:: BRANO PROPOSTO

I controlli sono necessari. Ma in questo contesto impostare il lavoro è sempre più difficile. «Basti pensare che la giornata carceraria finisce alle 15.30», racconta il garante Mauro Palma. «Dopo quell’ora non si possono fare attività, un imprenditore che investe non può stare a questo tipo di logica».

Le realtà di eccellenza si affermano nonostante le difficoltà: nel carcere di Lecce si producono le borse, a Siracusa i dolci, a Torino c’è la “Banda Biscotti”, alla Giudecca di Venezia la sartoria ha cucito gli abiti per il Teatro La Fenice, a Bollate c’è addirittura un ristorante gestito dai detenuti. Nell’isola-penitenziario di Gorgona la cantina Frescobaldi ha impiantato vitigni con cui i detenuti producono vini pregiati venduti anche a New York.

Troppo spesso, però, queste attività sono affidate all’iniziativa di direttori illuminati e imprese volenterose. Manca una regia nazionale, non si vedono sponde istituzionali. Boscoletto racconta: «Da quando si è insediato l’attuale ministro della Giustizia, noi come coordinamento delle aziende che lavorano in carcere, un’ottantina di realtà, abbiamo mandato diverse mail e richieste di convocazione a Bonafede, ma non abbiamo mai ricevuto risposta. Lo Stato dovrebbe togliere gli ostacoli, non metterli».

Il Ministero della Giustizia ha puntato sul lavoro gratuito di pubblica utilità. In base ad accordi con i Comuni, diversi detenuti sono stati spediti a tappare le buche delle strade o a fare manutenzione del verde pubblico. A Roma come in altre città.

Ma il presidente del Tribunale di Sorveglianza di Firenze Marcello Bortolato non ha dubbi: «È fumo negli occhi nei confronti di un’opinione pubblica che si sente rassicurata dal vedere detenuti che puliscono la città gratis. Non si può imporre un lavoro che dovrebbe essere volontario. E soprattutto questo non è lavoro, non ha una valenza educativa per chi la fa».

Il garante dei detenuti Mauro Palma aggiunge: «Manca la retribuzione, è una modalità che ci fa tornare quasi all’epoca dei lavori forzati». Comunque non come ai livelli dell’Ungheria, dove il premier Orban aveva impiegato i detenuti per costruire i muri anti-migranti alle frontiere.

Come funziona il lavoro dietro le sbarre nel resto d’Europa? In Francia, dove pure la situazione non è rosea, le carceri riescono comunque a far lavorare quasi il 50 per cento dei detenuti. In Germania la legge penitenziaria prevede l’obbligatorietà del lavoro e attualmente i penitenziari tedeschi danno un’occupazione al 65 per cento dei reclusi.

::::

— ESERCIZIO 1 —
Nel brano sul lavoro in carcere, quali sono le realtà di eccellenza citate? Indica per ciascuna il luogo e l'attività svolta.
— ESERCIZIO 2 —
Secondo il brano sul lavoro in carcere, a che ora finisce la giornata carceraria?
— ESERCIZIO 3 —
Prosegui il brano sul lavoro in carcere a partire dall'ultima frase riportata.
Le voci salvate sono materiale a sé, distinto dal brano.

:: VOCI ELENCATE

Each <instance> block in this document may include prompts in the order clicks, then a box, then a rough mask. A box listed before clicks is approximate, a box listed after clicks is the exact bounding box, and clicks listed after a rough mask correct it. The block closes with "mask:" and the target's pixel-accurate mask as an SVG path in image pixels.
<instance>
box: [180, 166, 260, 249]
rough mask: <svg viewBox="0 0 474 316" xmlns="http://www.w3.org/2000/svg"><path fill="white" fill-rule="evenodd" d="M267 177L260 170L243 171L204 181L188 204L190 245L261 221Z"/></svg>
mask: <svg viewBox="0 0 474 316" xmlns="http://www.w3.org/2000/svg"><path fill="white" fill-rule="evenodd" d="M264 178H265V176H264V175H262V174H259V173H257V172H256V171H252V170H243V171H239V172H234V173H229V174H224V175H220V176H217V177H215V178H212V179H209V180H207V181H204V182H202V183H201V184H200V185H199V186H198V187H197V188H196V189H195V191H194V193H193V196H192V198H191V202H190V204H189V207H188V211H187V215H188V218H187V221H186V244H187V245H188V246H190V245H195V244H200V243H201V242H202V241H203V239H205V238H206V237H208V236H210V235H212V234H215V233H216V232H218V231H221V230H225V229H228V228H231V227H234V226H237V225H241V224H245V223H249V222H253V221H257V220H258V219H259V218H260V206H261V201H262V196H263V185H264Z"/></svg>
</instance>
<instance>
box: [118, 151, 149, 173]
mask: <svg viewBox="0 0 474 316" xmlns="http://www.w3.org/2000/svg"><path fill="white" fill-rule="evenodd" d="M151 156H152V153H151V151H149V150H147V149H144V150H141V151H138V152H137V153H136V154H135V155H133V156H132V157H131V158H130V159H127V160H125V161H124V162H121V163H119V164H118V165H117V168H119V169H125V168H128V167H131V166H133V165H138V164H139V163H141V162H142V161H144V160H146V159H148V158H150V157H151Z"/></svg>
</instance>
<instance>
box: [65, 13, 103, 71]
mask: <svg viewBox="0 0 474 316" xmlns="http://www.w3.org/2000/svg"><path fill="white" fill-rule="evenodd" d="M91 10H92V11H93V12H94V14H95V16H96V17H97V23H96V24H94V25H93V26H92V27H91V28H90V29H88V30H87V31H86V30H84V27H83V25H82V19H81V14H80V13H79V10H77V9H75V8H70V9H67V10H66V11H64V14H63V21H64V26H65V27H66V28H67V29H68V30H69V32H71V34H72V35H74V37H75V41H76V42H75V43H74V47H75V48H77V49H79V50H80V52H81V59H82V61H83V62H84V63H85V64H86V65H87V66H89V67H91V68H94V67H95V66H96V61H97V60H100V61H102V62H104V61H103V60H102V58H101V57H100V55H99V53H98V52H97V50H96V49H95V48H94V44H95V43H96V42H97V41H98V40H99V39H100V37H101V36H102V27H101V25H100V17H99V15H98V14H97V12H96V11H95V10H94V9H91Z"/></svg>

::::

— LA TUA RISPOSTA 1 —
- Lecce: produzione di borse
- Siracusa: produzione di dolci
- Torino: la "Banda Biscotti"
- Giudecca di Venezia: sartoria che ha cucito gli abiti per il Teatro La Fenice
- Bollate: ristorante gestito dai detenuti
- Gorgona: vini pregiati prodotti dai detenuti con i vitigni impiantati dalla cantina Frescobaldi, venduti anche a New York

— LA TUA RISPOSTA 2 —
La giornata carceraria finisce alle 15.30.

— LA TUA RISPOSTA 3 —
Qui c’è più spazio per le imprese, comprese diverse case automobilistiche. Ma spesso ci sono anche casi di organizzazione “fordista” del lavoro e sfruttamento di manodopera a bassissimo costo.

In Olanda, per i detenuti che lavorano, l’Amministrazione penitenziaria calcola uno stipendio virtuale da cui trattiene le spese di giustizia e mantenimento, per poi dare al detenuto la differenza. Chi accetta questo programma poi ottiene sconti di pena e permessi.

Gli esperimenti più interessanti, però, arrivano da Danimarca e Spagna, dove in alcuni istituti si è attuato un modello responsabilizzante per i reclusi che, attraverso il lavoro, sono chiamati a organizzarsi la settimana anche per quanto riguarda il sostentamento economico.

In Italia la situazione resta immobile, o forse no. «Io vedo una regressione, anche perché la questione carceraria non vuole essere affrontata una volta per tutte», spiega Bortolato. «È difficile far capire all’opinione pubblica che il lavoro ai detenuti, insieme allo studio e alla cultura, è un investimento sulla sicurezza». Il tema però non è all’ordine del giorno.

Spesso non sono sufficienti neppure decreti e circolari. «La legge non basta, servono le persone che la applichino e bisogna dare una speranza a chi è dentro», riflette Boscoletto, che a Padova ha visto diversi ‘miracoli’ dietro le sbarre.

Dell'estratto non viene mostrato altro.